▸ Things to do:
A – Answer these questions about the text on mission work in Swaziland.
(i) Where will the team go for a debrief before heading home?
(ii) How old is Treasure?
(iii) What is the squatter camp community called?
B – Please say whether each statement agrees with the text on mission work in Swaziland. Answer yes or no, and quote the words from the text that decide it.
(i) Treasure acts as a translator for the team.
(ii) The people in Swaziland have never heard the gospel.
(iii) The men of Magnwanini have steady jobs.

▸ Selected excerpt:

* * *

I only have a couple more weeks here in Swaziland and then my team will be heading to South Africa for a little debrief before we head home. Please pray for us as our time here is drawing to a close. What I will be praying for is for hunger here in Swaziland. Not in a physical sense. That is already much to common. But in a spiritual sense. The people here know the gospel. They have heard it many times before, but they are not hungry for the God that loves them more than life. Please pray for God to awaken this people to his power and might.
There are times working here in Swaziland
that I just look around and think, "This is really hard." I mean, the
physical basic needs here are so much bigger than me and the people are so used
to hearing the gospel people don't know true love of God that can make them a
new creation. It's just hard.
This week I was reading n Matthew
and came across the beatitudes. I have read them many times before but they
took on new meaning as I read them again. They say,
"God blesses those who are poor and
realize their need for him, for the Kingdom
of Heaven is theirs. God blesses those who mourn, for they will be comforted. God blesses those who are humble, for they will inherit the whole earth.
God blesses those who
hunger and thirst for justice, for they will be satisfied. God blesses those who are merciful, for they will be shown mercy. God blesses those whose hearts are pure, for they will see God. God blesses those who work for peace, for they will be called the children
of God. God blesses those who are
persecuted for doing right, for the Kingdom
of Heaven is theirs."
I realized that this being hard is
part of being a Christian. It is part of a longing for God's kingdom to come
and for sin to vanish. It is longing for his holiness to swallow up pain and
death. I, along with the rest of creation, await that day in eager expectation.
Until then I will strive to be a person that God blesses. A person who is leaning
on him for every breath, running this race, proclaiming truth, loving his
creation, and praising his perfect name.
I do have a prayer request. We have
a Swazi girl named Treasure who is living with the team and goes to ministry
with several of the girls to act as a translator. She is 19 and has become a
dear friend. A couple weeks ago she became sick and had to have emergency
surgery. She is doing much better now and we are so thankful we were able to
take her to a nice clinic and love her as the child of God she is. However, now
we have a large medical bill that her family would never be able to cover. We
as the Church would like to pay it. With the surgery and medicine we are still
about $1, 500 short. If you would like to give even a very small amount, please
give a check to my parents who would then be able to pass it along to me. Thank
you so much.
The
Squatter Camp community that Kristin and I work in is called Magnwanini Manzini.
It is a dark and wounded community. I Peter 5:8 says that the devil is prowling
like a lion looking for someone to devour. Well, in Magnwanini, it looks like
he is feasting. Alcoholism plagues almost every household. Deceit and jealousy
are a way of life. The closest thing the men have to a job is going across the
street to the dump and scavenging through the rubbish looking for something to
eat. The women are largely prostitutes and the children are far from loved.
Most kids go to the dump as well where many are raped, even killed for the
chance to eat expired meat. One of the teachers at the carepoint told me she
thinks that about 70% of children in that community are sexually abused.
Others, including myself, think the number is much higher, and sexual abuse in
this country pretty much grantees AIDS. Satan has a dark grip on this self
named "forgotten community."

* * *

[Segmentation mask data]
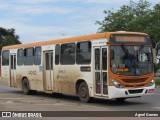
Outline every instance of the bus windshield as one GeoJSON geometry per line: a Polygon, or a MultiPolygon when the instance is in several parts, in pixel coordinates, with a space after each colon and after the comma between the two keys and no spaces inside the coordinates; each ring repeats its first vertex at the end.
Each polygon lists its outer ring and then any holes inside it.
{"type": "Polygon", "coordinates": [[[111,70],[122,75],[145,75],[153,71],[151,46],[112,45],[111,70]]]}

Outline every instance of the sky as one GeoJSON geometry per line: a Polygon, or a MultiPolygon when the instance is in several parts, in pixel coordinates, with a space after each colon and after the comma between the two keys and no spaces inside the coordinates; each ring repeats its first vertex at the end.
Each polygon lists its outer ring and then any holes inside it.
{"type": "Polygon", "coordinates": [[[0,27],[14,28],[22,43],[94,34],[100,27],[95,22],[103,20],[104,10],[118,10],[129,1],[0,0],[0,27]]]}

* * *

▸ Solved tasks:
A –
(i) South Africa
(ii) 19
(iii) Magnwanini Manzini

B –
(i) Yes: "goes to ministry with several of the girls to act as a translator"
(ii) No: "The people here know the gospel. They have heard it many times before"
(iii) No: "The closest thing the men have to a job is going across the street to the dump and scavenging through the rubbish looking for something to eat."